- [DIRECTIONS] Please tally the lines below that contain the word "handle" and reply with the total alone.

- [DATA FOR REVIEW]
- - -

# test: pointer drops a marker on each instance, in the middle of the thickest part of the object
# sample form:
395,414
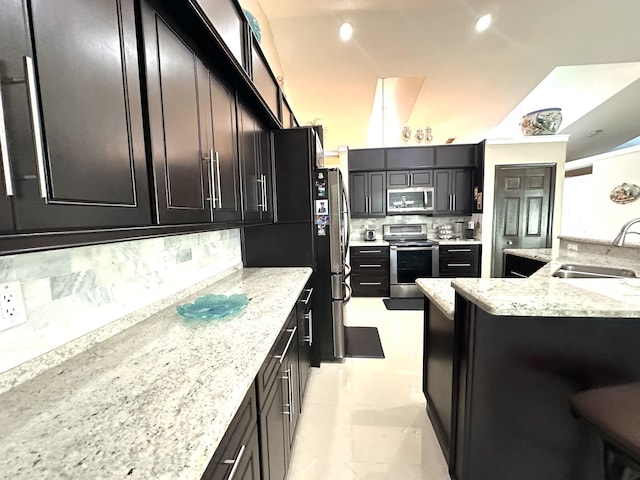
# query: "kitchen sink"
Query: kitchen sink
571,270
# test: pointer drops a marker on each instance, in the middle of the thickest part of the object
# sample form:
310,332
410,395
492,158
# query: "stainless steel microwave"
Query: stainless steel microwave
410,200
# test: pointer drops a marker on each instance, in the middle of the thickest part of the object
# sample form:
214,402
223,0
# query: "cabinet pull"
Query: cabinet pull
209,158
4,153
292,403
235,462
518,274
287,377
309,293
309,317
219,181
36,123
286,348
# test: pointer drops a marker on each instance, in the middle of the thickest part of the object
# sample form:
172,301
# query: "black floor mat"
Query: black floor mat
404,303
363,342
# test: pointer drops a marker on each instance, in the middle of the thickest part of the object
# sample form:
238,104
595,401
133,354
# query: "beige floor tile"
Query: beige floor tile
365,419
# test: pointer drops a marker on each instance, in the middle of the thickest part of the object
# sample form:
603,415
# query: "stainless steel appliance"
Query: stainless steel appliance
333,230
410,200
411,256
370,233
311,229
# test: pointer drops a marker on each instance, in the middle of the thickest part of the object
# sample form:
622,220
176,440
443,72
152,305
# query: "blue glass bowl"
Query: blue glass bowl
209,307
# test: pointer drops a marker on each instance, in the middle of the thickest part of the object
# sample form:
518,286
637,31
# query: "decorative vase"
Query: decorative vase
541,122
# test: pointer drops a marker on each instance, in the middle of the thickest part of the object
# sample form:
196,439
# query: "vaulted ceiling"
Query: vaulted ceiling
465,85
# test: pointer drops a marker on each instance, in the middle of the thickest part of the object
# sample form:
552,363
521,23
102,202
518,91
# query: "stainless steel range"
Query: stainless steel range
412,255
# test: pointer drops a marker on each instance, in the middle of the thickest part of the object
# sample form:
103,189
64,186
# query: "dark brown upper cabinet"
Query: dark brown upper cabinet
193,129
176,83
73,155
255,158
228,22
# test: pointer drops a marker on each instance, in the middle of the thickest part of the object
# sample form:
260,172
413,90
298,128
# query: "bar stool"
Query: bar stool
614,413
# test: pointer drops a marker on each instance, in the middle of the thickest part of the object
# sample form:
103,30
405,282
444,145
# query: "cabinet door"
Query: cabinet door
274,442
358,199
74,120
402,158
367,159
461,181
176,83
377,194
251,193
265,189
398,179
442,184
422,178
224,135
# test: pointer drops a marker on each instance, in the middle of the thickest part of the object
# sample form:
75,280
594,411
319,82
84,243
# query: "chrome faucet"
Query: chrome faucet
619,240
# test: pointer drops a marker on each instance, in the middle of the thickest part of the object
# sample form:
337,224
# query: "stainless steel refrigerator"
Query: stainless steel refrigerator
311,228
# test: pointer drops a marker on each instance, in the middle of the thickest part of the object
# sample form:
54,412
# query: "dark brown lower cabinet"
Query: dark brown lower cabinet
278,385
238,455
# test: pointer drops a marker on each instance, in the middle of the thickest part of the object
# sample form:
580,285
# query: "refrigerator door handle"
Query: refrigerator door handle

- - -

- [YOUR RESPONSE] 2